**Problem statement**
Copy out exactly the lines running from the one with "Note: identify the cygnet head" through the final line, both ends included, and nothing else. Pictures stay out of the copy.

**Material supplied**
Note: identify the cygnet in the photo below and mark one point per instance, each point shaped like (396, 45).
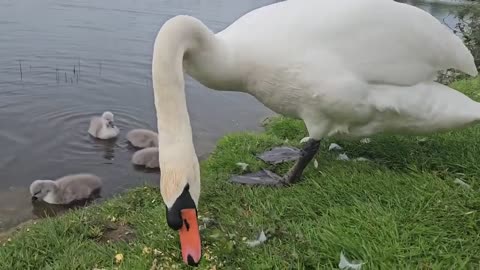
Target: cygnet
(66, 189)
(103, 127)
(142, 138)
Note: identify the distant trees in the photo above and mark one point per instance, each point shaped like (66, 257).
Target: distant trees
(469, 27)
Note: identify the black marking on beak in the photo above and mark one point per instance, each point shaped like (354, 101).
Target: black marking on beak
(184, 201)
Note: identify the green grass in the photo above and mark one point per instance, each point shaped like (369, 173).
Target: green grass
(399, 211)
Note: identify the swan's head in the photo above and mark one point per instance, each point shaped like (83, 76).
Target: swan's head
(108, 116)
(180, 189)
(39, 189)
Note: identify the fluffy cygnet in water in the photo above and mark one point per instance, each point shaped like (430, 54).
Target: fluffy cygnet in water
(66, 189)
(103, 127)
(142, 138)
(147, 157)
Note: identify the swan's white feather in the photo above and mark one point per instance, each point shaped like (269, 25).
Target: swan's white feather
(346, 67)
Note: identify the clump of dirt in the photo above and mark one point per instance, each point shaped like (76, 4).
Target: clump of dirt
(117, 232)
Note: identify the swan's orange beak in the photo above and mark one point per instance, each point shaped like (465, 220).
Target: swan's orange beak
(190, 238)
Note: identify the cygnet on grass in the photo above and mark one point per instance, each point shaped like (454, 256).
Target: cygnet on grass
(142, 138)
(66, 189)
(147, 157)
(103, 127)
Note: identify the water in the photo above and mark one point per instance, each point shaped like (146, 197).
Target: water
(62, 62)
(45, 109)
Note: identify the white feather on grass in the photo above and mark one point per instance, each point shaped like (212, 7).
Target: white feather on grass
(343, 157)
(260, 240)
(334, 146)
(365, 140)
(462, 183)
(344, 264)
(242, 165)
(304, 140)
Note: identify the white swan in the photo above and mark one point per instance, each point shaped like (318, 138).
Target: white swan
(346, 67)
(66, 189)
(103, 127)
(142, 138)
(147, 157)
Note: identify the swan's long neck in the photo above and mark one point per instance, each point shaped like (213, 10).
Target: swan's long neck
(181, 39)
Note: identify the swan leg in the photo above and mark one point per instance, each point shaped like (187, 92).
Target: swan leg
(306, 155)
(268, 178)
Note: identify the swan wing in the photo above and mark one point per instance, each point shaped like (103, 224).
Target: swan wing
(377, 41)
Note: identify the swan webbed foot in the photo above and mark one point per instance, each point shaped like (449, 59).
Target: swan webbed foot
(279, 155)
(260, 178)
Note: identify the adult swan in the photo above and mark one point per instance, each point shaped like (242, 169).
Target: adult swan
(346, 67)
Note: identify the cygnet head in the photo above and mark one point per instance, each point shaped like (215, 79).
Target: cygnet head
(108, 116)
(41, 188)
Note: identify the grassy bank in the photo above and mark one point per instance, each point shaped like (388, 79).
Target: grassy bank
(400, 210)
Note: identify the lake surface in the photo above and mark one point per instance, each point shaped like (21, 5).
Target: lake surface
(62, 62)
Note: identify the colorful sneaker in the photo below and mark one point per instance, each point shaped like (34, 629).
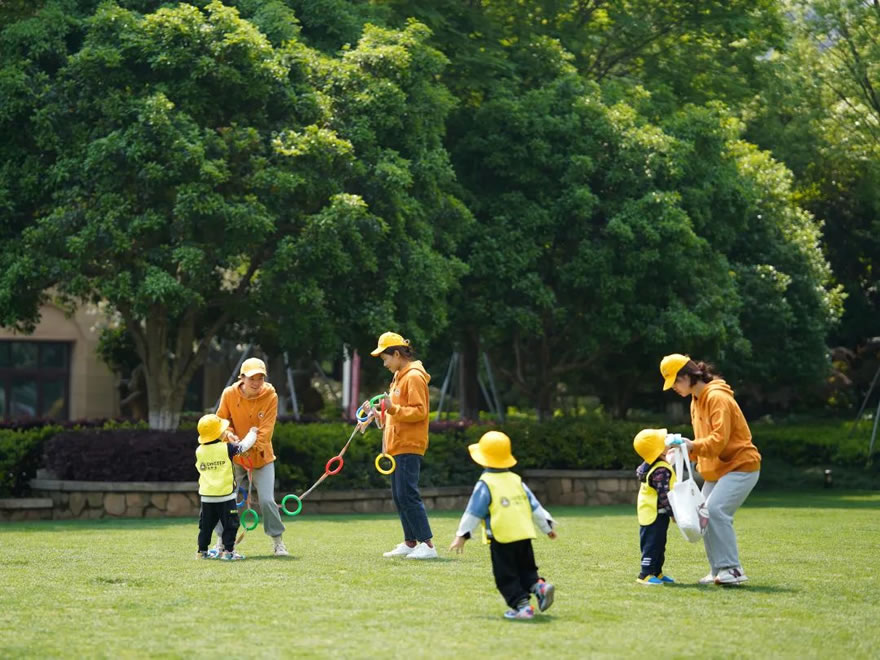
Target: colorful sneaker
(278, 547)
(400, 550)
(422, 551)
(231, 556)
(730, 576)
(543, 590)
(526, 612)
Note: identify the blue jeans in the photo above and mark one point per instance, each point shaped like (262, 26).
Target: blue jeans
(405, 493)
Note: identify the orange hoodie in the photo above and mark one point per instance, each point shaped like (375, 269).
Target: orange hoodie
(244, 413)
(406, 430)
(722, 439)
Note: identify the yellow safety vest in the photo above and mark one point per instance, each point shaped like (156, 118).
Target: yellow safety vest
(647, 504)
(510, 513)
(215, 470)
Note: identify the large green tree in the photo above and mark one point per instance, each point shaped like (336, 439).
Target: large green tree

**Exercise solution**
Note: identify the cygnet head in the photo above and mark one point per instance, each point shaped like (215, 79).
Target: cygnet head
(108, 116)
(41, 188)
Note: identify the grassy bank in the photo above and mark one point per instance, each point shaped like (388, 79).
Target: grassy bank
(400, 210)
Note: identify the lake surface in the photo above and mark one point per instance, each point shaped like (21, 5).
Target: lake surface
(62, 62)
Note: identify the colorful sneaker in the photo below and mark one point per instance, each point shaped like (34, 629).
Target: colorful sneaker
(278, 547)
(400, 550)
(422, 551)
(231, 556)
(730, 576)
(543, 590)
(526, 612)
Note: identify the blue jeans in the photo above and mark one point per instance, each point shaped like (262, 26).
Target: blue jeans
(405, 493)
Note: identify the orange hoodie in the photo above and mark one point per instance, each point shaped like (375, 269).
Target: orange hoodie
(244, 413)
(406, 430)
(722, 439)
Note: identify the yellow safety vest in the photo above and mark one point per instance, each point shaped like (156, 118).
Target: yellow safety vest
(647, 504)
(510, 513)
(215, 470)
Note: identify the large green tree in the photo above and mark one point per instance, each point shaped like (336, 439).
Target: large green tree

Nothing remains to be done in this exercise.